**Material supplied:**
_ _ _ _ _

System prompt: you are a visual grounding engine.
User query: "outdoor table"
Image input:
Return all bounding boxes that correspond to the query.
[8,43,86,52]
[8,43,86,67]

_ _ _ _ _

**Directions for this task:** In the entries above, change "outdoor table" to "patio table" and keep every other line unchanged.

**Exercise result:**
System prompt: you are a visual grounding engine.
User query: "patio table"
Image input:
Return all bounding boxes that correspond to the query.
[8,43,86,52]
[8,43,86,67]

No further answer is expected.